═════ Document passage

As will be explained, using a multiple direction scanning approach of this invention, word conversion more closely matches the way a word is actually parsed when spoken by a human being. That is, "rollerblading" would be parsed "roll" "er" "blad" "ing" by this invention, rather than "rol" "ler" "blad" "ing" as in the prior art. Thus, applicants have discovered that pronunciation rules are more likely to produce correct results when the rules are applied/matched on substrings that mimic the way a human splits the given text string (or lacking that, when the match has the largest possible length). Applicants accomplish this with a bidirectional scan which is much less likely to tear off part (i.e., parse in the middle) of a substring that could be used to perform a better match later.
In summary, prior art speech synthesis systems are inefficient due to large memory and processing requirements needed to consider every rule for each subject input text. These systems are also poor at deciphering the correct utterance and pronunciation of complex character strings/words due to their single pass, single direction scanning technique.
The present invention addresses the foregoing problems. In particular, the present invention provides a method and apparatus for more accurately generating phonemic data from input text. Instead of using a single rule set, the invention uses multiple rule sets, each tailored for addressing/processing a specific portion of a text string (e.g., word). Substrings are selected from various locations in the input text and are compared with the rules in the rule set corresponding to that location of the text. In the preferred embodiment, the multiple rule sets include a prefix rule set for processing beginning portions of input text, a suffix rule set for processing ending portions of input text and an infix rule set for processing intermediate portions of input text. By using multiple rule sets based on the location of text substrings, the present invention more accurately translates input text to its corresponding phoneme string/sequence.
Furthermore, substrings from the input text are scanned in more than one direction. In the preferred embodiment scanning is from left to right at the beginning portion of the input text and right to left at the ending portion of the input text. Both directions are used for scanning/processing intermediate portions of the input text. This bidirectional approach allows more possible combinations of characters from the input text to be matched with rules tailored for letter groups of specific word locations.
In accordance with another aspect of the present invention, the rules in a given rule set are arranged in order of length of text to which each rule applies. That is, the rule applying to the largest length of text is placed first in the rule set. The rule applying to the smallest length of text is placed last in the rule set, and so forth for rules applying to intermediary lengths of text. Where multiple rules apply to a same length of text, those rules are arranged in alphabetical order, as well as by length, of the text to which they apply. This ordering of rules within each rule set enables the present invention to apply only rules of appropriate subject length and thus more efficiently apply the rules to the input text. As a result, the present invention minimizes processing time.
Accordingly, the invention greatly improves the speed, accuracy and ability to convert complex words to phonemic data, and thus to speech.

══════════
═════ Stored records

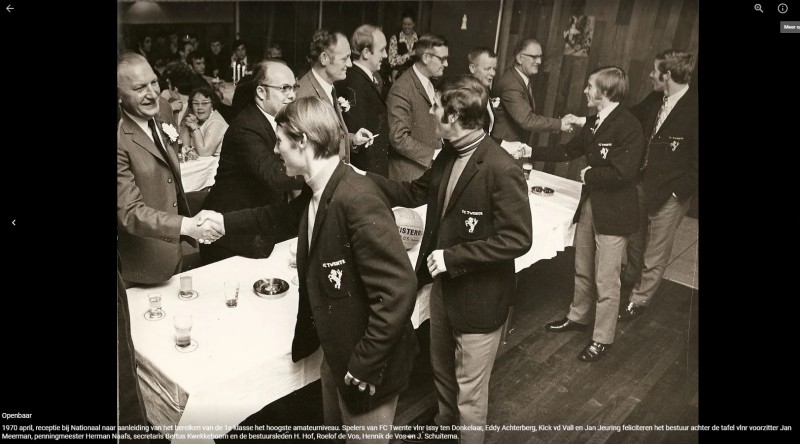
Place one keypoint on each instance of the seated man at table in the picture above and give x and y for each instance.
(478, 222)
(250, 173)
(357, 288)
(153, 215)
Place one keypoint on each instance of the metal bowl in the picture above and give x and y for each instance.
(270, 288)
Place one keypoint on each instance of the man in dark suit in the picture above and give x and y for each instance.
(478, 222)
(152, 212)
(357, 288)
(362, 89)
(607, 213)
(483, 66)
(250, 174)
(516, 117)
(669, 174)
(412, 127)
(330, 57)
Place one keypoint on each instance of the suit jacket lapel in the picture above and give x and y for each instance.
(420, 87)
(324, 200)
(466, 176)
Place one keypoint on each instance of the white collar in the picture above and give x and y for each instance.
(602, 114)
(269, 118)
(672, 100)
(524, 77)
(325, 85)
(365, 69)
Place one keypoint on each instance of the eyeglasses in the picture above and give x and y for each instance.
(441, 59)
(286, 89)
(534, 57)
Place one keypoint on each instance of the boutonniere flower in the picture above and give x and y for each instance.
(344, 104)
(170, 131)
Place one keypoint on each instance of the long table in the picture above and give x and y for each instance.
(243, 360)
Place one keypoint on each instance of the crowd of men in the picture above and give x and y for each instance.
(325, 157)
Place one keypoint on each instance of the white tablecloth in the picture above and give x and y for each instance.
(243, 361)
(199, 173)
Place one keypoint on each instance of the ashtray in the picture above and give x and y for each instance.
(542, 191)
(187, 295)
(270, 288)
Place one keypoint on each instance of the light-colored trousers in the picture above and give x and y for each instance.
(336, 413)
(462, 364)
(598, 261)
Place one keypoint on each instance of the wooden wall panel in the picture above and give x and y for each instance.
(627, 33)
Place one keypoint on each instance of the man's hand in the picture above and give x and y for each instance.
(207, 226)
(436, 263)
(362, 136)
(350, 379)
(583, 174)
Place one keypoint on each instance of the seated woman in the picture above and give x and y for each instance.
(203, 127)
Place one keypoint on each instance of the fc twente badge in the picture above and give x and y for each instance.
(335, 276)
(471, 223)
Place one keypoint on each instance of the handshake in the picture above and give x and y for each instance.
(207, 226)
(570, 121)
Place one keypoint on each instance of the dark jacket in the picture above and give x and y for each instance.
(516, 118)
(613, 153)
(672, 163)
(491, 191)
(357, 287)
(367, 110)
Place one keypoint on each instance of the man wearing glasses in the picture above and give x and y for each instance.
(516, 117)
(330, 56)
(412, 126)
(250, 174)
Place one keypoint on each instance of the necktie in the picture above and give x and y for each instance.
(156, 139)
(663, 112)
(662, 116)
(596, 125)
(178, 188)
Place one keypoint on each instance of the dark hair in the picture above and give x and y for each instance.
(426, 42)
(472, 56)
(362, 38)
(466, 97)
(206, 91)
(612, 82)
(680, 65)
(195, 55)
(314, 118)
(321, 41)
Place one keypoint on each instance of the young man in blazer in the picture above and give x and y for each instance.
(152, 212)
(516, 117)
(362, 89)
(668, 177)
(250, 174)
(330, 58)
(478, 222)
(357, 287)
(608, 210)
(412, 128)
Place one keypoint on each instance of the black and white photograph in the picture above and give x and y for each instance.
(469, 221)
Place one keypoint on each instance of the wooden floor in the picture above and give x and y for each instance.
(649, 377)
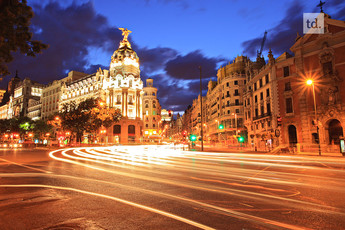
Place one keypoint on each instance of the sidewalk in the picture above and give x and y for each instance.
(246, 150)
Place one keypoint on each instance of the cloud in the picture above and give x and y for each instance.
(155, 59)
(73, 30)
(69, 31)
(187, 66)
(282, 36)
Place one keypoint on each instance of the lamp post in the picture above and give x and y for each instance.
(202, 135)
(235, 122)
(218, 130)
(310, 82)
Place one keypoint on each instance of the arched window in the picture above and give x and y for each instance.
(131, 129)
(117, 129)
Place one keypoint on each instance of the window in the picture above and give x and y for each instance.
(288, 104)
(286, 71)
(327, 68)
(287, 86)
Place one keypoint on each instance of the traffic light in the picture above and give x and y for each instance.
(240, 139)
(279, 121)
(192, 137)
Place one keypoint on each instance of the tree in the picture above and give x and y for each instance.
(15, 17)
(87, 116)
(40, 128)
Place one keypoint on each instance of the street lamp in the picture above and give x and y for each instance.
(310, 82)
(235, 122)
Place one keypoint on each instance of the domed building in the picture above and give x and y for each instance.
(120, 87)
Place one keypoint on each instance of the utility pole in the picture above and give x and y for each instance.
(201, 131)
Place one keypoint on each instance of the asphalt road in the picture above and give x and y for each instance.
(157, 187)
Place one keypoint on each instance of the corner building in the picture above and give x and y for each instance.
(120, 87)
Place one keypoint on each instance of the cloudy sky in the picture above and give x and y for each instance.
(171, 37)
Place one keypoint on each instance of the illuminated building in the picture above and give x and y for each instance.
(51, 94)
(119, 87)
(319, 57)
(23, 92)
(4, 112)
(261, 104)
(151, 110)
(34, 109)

══════════

» What the task requires
In the document passage on phonemic conversion, how would the invention parse "rollerblading"?

» Correct result
As "roll" "er" "blad" "ing".